* _Data records_:
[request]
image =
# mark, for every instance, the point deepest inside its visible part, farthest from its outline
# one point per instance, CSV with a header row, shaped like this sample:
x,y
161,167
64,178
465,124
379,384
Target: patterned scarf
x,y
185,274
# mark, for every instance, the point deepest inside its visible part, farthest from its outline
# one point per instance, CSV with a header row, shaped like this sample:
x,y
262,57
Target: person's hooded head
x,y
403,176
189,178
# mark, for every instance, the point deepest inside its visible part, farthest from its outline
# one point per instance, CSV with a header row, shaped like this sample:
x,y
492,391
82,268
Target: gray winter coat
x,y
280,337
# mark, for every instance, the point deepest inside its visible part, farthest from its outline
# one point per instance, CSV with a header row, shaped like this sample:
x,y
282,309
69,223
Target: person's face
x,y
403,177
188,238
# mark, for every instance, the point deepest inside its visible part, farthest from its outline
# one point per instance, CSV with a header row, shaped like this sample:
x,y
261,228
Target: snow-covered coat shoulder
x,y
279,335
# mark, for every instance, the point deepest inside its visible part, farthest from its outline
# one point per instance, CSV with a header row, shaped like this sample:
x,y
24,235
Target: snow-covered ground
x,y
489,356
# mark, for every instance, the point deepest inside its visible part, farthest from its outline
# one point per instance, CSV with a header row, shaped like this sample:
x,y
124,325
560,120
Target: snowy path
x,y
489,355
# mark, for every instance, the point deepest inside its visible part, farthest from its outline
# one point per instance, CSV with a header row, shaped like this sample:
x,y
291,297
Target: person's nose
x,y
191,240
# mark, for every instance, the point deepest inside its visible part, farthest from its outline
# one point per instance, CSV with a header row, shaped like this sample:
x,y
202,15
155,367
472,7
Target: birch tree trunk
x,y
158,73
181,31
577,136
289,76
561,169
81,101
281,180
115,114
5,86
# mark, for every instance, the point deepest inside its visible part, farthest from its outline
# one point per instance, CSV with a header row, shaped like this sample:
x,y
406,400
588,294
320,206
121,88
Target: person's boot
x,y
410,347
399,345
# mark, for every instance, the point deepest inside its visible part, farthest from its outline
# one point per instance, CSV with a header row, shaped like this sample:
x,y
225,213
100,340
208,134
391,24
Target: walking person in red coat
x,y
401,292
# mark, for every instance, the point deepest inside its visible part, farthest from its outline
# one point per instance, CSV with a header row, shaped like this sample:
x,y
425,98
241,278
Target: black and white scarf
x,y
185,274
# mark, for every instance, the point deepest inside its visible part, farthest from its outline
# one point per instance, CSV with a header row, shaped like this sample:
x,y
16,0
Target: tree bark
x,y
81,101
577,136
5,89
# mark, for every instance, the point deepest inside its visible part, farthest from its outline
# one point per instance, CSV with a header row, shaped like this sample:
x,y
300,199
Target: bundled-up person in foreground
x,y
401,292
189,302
* * *
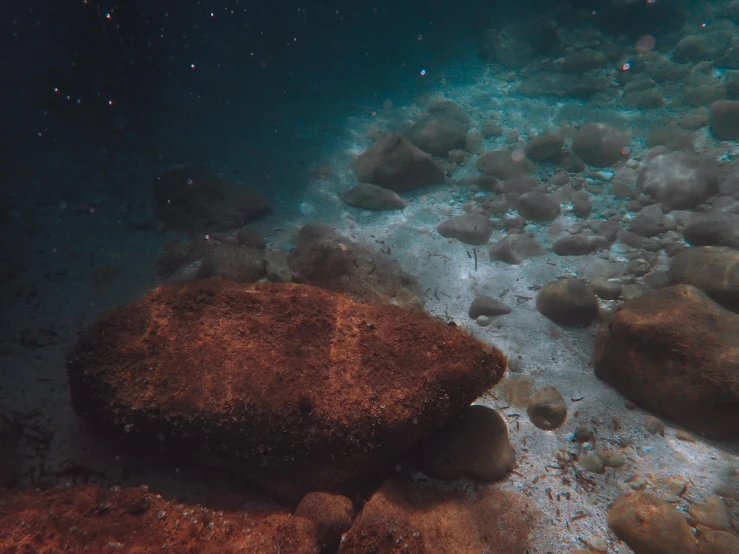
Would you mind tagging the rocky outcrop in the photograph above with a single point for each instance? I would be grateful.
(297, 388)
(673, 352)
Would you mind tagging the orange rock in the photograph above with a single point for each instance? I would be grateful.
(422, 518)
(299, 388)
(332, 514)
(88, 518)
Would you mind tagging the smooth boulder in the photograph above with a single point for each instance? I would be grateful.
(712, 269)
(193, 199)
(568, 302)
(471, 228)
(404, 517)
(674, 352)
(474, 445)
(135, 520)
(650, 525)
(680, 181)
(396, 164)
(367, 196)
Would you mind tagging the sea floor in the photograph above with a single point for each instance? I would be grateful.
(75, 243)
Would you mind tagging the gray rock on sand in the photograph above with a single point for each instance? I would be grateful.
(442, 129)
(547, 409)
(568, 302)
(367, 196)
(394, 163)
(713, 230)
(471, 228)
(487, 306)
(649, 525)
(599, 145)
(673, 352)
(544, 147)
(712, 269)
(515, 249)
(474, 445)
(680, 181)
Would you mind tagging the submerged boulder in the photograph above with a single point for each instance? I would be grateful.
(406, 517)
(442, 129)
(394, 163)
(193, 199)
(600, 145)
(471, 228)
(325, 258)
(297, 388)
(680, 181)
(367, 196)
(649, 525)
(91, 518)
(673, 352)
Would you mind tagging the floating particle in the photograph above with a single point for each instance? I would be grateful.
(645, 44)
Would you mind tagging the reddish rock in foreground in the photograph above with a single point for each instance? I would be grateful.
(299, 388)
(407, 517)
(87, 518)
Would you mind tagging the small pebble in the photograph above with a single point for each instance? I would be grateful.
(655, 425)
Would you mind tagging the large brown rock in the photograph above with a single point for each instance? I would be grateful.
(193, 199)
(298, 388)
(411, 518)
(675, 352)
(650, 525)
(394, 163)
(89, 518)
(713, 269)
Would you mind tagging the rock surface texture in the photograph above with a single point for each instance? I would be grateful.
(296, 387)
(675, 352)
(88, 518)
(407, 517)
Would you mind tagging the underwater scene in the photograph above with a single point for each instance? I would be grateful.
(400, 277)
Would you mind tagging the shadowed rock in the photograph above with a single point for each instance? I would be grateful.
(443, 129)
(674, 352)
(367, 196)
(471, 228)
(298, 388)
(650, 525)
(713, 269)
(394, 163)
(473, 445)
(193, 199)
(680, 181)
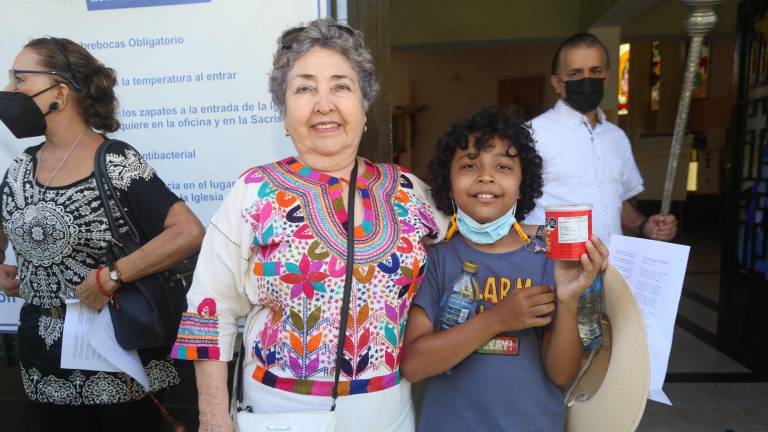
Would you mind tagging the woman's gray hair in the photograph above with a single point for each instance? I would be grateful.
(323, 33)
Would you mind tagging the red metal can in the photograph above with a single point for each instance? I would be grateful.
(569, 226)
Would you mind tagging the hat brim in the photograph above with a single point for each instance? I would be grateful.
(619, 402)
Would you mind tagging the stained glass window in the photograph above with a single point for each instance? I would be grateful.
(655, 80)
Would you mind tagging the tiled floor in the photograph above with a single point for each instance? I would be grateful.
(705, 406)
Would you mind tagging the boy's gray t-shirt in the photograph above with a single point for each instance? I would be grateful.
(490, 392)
---
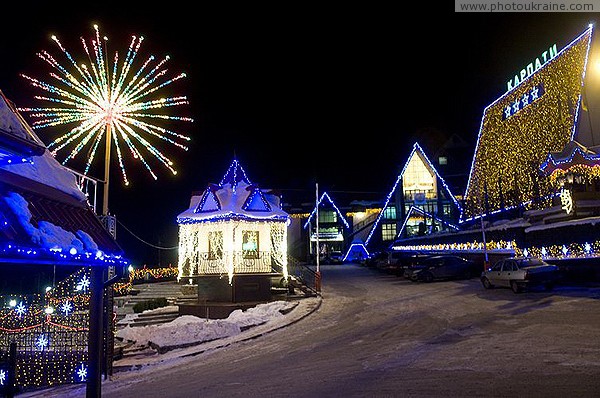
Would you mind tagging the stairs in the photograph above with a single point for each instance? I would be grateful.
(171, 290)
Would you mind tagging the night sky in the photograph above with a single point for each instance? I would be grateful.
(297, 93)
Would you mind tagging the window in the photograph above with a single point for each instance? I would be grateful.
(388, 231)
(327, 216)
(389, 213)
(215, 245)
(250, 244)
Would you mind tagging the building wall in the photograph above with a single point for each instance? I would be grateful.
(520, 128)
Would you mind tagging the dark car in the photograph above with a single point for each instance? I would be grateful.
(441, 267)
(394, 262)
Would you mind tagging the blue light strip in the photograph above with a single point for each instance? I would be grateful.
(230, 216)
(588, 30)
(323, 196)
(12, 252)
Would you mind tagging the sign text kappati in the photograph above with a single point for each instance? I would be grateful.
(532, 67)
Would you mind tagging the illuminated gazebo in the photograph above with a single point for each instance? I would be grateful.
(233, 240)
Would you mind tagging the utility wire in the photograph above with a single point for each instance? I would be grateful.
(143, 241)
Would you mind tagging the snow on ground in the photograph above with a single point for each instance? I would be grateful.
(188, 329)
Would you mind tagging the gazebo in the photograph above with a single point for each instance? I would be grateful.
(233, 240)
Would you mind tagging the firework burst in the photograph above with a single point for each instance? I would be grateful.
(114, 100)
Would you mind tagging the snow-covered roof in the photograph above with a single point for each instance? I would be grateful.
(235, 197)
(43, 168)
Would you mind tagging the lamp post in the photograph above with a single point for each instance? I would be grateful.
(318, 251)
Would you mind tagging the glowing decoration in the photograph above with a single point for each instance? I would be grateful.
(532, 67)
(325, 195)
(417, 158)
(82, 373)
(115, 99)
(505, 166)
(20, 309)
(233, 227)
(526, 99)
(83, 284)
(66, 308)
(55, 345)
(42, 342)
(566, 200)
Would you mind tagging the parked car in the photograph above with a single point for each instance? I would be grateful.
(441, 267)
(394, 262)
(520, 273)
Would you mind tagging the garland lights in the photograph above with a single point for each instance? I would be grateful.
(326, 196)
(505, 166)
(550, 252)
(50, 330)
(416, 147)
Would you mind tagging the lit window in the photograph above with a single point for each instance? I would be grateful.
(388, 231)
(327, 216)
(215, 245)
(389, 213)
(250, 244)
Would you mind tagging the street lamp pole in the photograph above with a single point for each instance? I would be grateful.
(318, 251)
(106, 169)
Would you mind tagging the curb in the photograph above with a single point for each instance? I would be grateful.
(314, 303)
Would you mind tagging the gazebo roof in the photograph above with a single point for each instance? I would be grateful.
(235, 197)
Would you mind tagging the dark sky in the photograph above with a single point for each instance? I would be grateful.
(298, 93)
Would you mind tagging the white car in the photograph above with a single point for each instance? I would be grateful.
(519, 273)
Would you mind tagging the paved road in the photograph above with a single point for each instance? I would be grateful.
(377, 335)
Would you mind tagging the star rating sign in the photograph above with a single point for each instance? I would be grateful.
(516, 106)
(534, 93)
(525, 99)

* _WHAT THIS TASK INVOLVES_: Gather every line in the records above that contains the string "covered", and copy each such line in full. Case counts.

* _EXERCISE SOLUTION_:
Target: snow-covered coat shoulder
Target: snow-covered ground
Would you mind tagging the snow-covered roof in the photograph above with a single point for each instance? I would be grateful.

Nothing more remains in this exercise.